Hacker News new | ask | show | jobs
by evergreener 1277 days ago
Is it known to anyone how OpenAI (and others) are extending the context windows of things like ChatGPT so far? E.g. if you exceed 2048/8192 (subword) tokens, does the model just chunk the inputs and evaluate separately on the chunks? Is context/state maintained across chunks? I've never seen anyone actually explain this.
3 comments

https://help.openai.com/en/articles/6787051-does-chatgpt-rem...

> While ChatGPT is able to remember what the user has said earlier in the conversation, there is a limit to how much information it can retain. The model is able to reference up to approximately 3000 words (or 4000 tokens) from the current conversation - any information beyond that is not stored.

This implies ChatGPT has a 4000 token maximum prompt and prior prompts in a given web session are inserted into the current prompt, most recent to oldest (probably with some sort of time context like "previously, user asked:"), up to 4000 tokens.

I've had longer discussions but I'm realising that I often ask for a summary, which would mean the model has a summary of the conversation so far in the window.
What's the technical limit? The width of the attention layer?
I have been playing with their completions API. I just keep track of previous conversational lines, and when I approach a configurable token threshold ( input+output must fit within the given number of tokens, and it returns it each time ), I just instruct chatgpt to summarize the conversation thus far with additional specific instructions to help it keep useful bits of context. I then make that summary part of the context I send in along with kept and future conversational lines.

Their API calls on the site have references to previous message ids, which makes me expect they're doing something similar.

I wonder if they tack on a neural network with a larger input set as preprocessing with convolutions or something beforehand, and pass those into the inputs of the large model. It’s something I’d try but I have no idea if that’s what they’re doing.

• Available data:

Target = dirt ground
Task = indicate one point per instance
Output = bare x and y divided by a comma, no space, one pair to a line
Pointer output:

• What the task requires:
Rewrite the ChatGPT context-window thread from "What's the technical" through "doing something similar.", replacing "API" with "interface".

• Task response:
What's the technical limit? The width of the attention layer?
I have been playing with their completions interface. I just keep track of previous conversational lines, and when I approach a configurable token threshold ( input+output must fit within the given number of tokens, and it returns it each time ), I just instruct chatgpt to summarize the conversation thus far with additional specific instructions to help it keep useful bits of context. I then make that summary part of the context I send in along with kept and future conversational lines.

Their interface calls on the site have references to previous message ids, which makes me expect they're doing something similar.